**TASK PROMPT**
Arrange every line of the rows below as a JSON list of strings, one string per line, with blank lines left out. Do not include the pictures.

Extracted records:
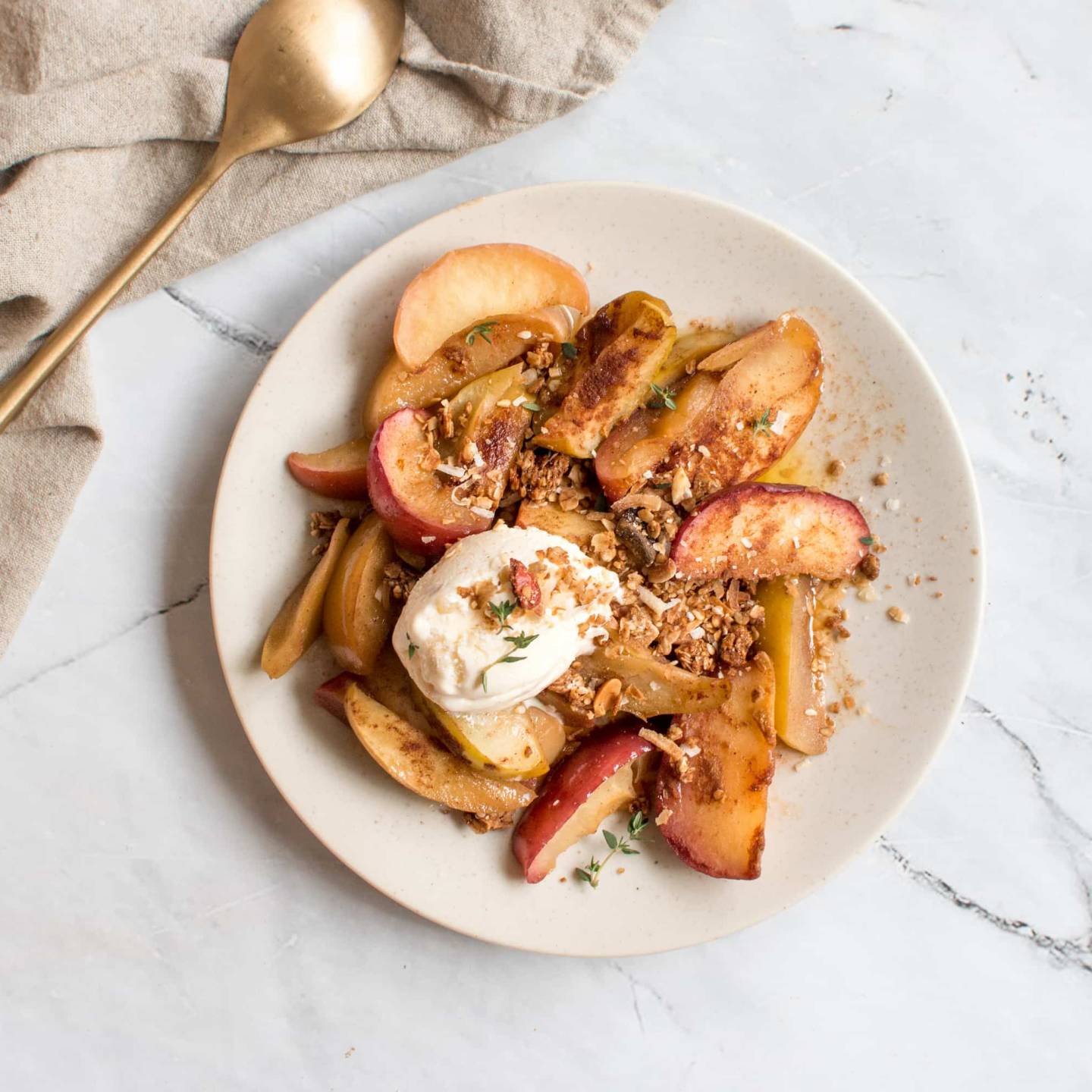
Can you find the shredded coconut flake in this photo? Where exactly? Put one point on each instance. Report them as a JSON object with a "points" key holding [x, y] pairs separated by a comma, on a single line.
{"points": [[654, 603]]}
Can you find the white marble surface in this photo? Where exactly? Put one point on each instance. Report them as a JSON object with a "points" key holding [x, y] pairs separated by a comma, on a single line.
{"points": [[166, 922]]}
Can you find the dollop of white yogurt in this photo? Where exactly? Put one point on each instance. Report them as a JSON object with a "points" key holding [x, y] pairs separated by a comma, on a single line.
{"points": [[454, 639]]}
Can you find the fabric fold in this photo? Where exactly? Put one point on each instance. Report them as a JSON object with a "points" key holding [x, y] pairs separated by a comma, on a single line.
{"points": [[108, 111]]}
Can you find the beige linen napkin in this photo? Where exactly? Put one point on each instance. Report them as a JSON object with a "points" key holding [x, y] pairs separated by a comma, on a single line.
{"points": [[106, 109]]}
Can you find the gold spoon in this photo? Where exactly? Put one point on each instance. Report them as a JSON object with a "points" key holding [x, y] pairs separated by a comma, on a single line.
{"points": [[302, 68]]}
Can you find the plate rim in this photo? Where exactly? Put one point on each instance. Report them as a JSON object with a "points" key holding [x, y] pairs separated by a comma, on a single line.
{"points": [[974, 528]]}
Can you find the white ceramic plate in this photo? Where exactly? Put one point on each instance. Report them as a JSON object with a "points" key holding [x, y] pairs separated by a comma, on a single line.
{"points": [[710, 261]]}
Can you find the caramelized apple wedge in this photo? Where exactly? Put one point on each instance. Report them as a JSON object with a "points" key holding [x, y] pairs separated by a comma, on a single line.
{"points": [[419, 762], [687, 352], [463, 285], [654, 441], [758, 531], [715, 821], [340, 472], [466, 356], [739, 414], [592, 783], [620, 350], [505, 744], [573, 526], [357, 615], [652, 687], [300, 620], [786, 638]]}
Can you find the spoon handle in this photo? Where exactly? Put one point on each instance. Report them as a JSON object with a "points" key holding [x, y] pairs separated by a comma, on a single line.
{"points": [[17, 391]]}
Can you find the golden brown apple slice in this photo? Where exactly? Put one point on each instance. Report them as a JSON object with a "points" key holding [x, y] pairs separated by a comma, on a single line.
{"points": [[419, 762], [462, 359], [300, 620], [576, 526], [715, 821], [652, 441], [652, 687], [687, 352], [592, 783], [340, 472], [505, 744], [767, 389], [620, 350], [460, 287], [786, 638], [757, 531], [357, 615]]}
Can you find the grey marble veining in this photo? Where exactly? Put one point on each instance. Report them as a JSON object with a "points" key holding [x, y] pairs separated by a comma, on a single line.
{"points": [[168, 923]]}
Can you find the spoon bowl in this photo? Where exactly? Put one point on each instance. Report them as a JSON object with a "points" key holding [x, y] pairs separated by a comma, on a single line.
{"points": [[300, 69], [304, 68]]}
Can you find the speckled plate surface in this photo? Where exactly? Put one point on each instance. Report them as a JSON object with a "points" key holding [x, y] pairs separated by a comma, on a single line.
{"points": [[711, 262]]}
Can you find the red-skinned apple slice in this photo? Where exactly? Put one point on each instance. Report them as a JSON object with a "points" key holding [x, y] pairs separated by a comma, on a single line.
{"points": [[331, 695], [715, 819], [758, 530], [595, 781], [340, 472], [464, 285], [415, 507]]}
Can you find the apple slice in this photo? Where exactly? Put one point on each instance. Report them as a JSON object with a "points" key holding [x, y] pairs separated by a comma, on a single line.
{"points": [[688, 350], [357, 615], [300, 620], [715, 821], [595, 782], [462, 359], [419, 762], [786, 637], [340, 472], [576, 526], [331, 695], [654, 441], [505, 744], [618, 352], [757, 531], [406, 493], [463, 285], [767, 388], [651, 686]]}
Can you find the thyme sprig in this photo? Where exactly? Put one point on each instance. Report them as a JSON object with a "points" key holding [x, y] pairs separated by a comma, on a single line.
{"points": [[590, 874], [667, 402], [482, 330], [519, 642], [501, 610]]}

**RESULT FOR THIS EXERCISE**
[
  "Can you find the shredded coconut flake in this photo? Where exactly? Put one point on each instance. Report them as a JSON object with a \"points\" key holding [x, y] pairs separated by a comma, on a single line.",
  "{\"points\": [[654, 603]]}",
  "Can you find the white marble surface in this photo? Where exactly? Put one point on each instance. Report them as a JSON object with a \"points\" key holding [x, y] pairs separated by a comma, on a single line.",
  "{\"points\": [[166, 922]]}",
  "Can you find the dollop of white yogurt in this photo? Where exactly? Put one point on each instance. Report them as a JSON object with a \"points\" key holding [x, y] pairs separated by a comma, on a single line.",
  "{\"points\": [[454, 639]]}",
  "Can you find the fabric fold in this photo? Where exactly? Put one point on each instance. Report them as a JSON object with a \"points\" key holding [x, y] pairs separated by a comma, on a single line.",
  "{\"points\": [[108, 111]]}",
  "Can you find the beige linen napkin in this photo? Where exactly? Put one point on each instance. Report them as a JSON object with a \"points\" key holding [x, y] pairs separated by a comma, on a single line.",
  "{\"points\": [[106, 109]]}",
  "Can you find the gold spoon in this photo? Where exactly? Put one point on each instance. Report them as a JSON object with a \"points\" key holding [x, y] pairs separated by a comma, on a single line.",
  "{\"points\": [[302, 68]]}",
  "Can you find the plate rim in this photo? Where exactly? Put one point on each instance. Report them as a JSON object with a \"points\" key holding [x, y] pairs separated by a comma, on a single line.",
  "{\"points\": [[974, 528]]}",
  "Can you find the white ceramic plate in this photo? Where exactly? Put one point on each instance. Report them as a JSON object with a \"points\" key holding [x, y] pairs separated by a comma, on a single line.",
  "{\"points\": [[710, 261]]}",
  "Can you find the caramelized apple wedge in this photo? Where exactly? Put one point on each instance. Report them as a JSON object with a \"points\" key holding [x, y] pairs separated by a comma, on a single line.",
  "{\"points\": [[419, 762], [687, 352], [463, 285], [654, 441], [758, 531], [715, 821], [340, 472], [466, 356], [739, 414], [592, 783], [620, 350], [505, 744], [573, 526], [357, 615], [652, 687], [300, 620], [786, 638]]}",
  "Can you find the spoon handle in this photo? Where exactly? Put one point on each instance. Report them as a JSON object with a \"points\" key holding [x, y] pairs separated by a comma, on a single line.",
  "{\"points\": [[17, 391]]}",
  "Can you find the golden brown apple slice in this photo? Where exactly? Put one point on each instance. Report them as a JSON object with a \"points\" key holding [x, y] pairs separated by a comma, on a single line.",
  "{\"points\": [[419, 762], [462, 359], [300, 620], [576, 526], [715, 821], [652, 441], [652, 687], [687, 352], [592, 783], [340, 472], [505, 744], [767, 389], [620, 350], [460, 287], [786, 638], [757, 531], [357, 615]]}",
  "Can you find the grey marble veining in this photo? Where exactly? Put one point on each instance. Report them as a JSON object with a \"points\" key holding [x, y] pairs separated by a comma, on a single line.",
  "{\"points\": [[168, 923]]}",
  "Can you find the spoon bowl in this photo? Where exactly? Put one point on each instance. Report them as a JSON object with a \"points\" key holding [x, y] pairs separated by a comma, on a single line.",
  "{\"points\": [[300, 69], [304, 68]]}",
  "Can you find the speckled plate surface in this photo? Where exactly? Put one point on each instance. Report them as a JSON object with a \"points\" key holding [x, y] pairs separated by a comma, on a single line.",
  "{\"points\": [[711, 262]]}",
  "Can you find the red-skinned apple slice in this photo? Where exactly? Put one point on each instance. Report them as a JSON object with a \"points\" key holding [x, y] pairs separated by a comma, on a single line.",
  "{\"points\": [[331, 695], [715, 819], [758, 530], [595, 781], [340, 472], [464, 285], [415, 507]]}",
  "Can you find the apple slice in this photo? Where exactly? Put one point on each instance. Report them as a JSON object with a \"points\" key holding [x, y] pairs separated by a comma, on a single line.",
  "{\"points\": [[688, 350], [357, 615], [300, 620], [715, 821], [595, 782], [462, 359], [419, 762], [786, 637], [340, 472], [576, 526], [331, 695], [654, 441], [505, 744], [618, 352], [757, 531], [406, 493], [463, 285], [767, 388], [651, 686]]}",
  "Can you find the thyme sprig in this photo? Where exactly? Put one point on each instance. Report them as a JSON object with a \"points\" key holding [x, y] pairs separated by a comma, on a single line.",
  "{\"points\": [[590, 874], [667, 402], [482, 330], [519, 642], [501, 610]]}"
]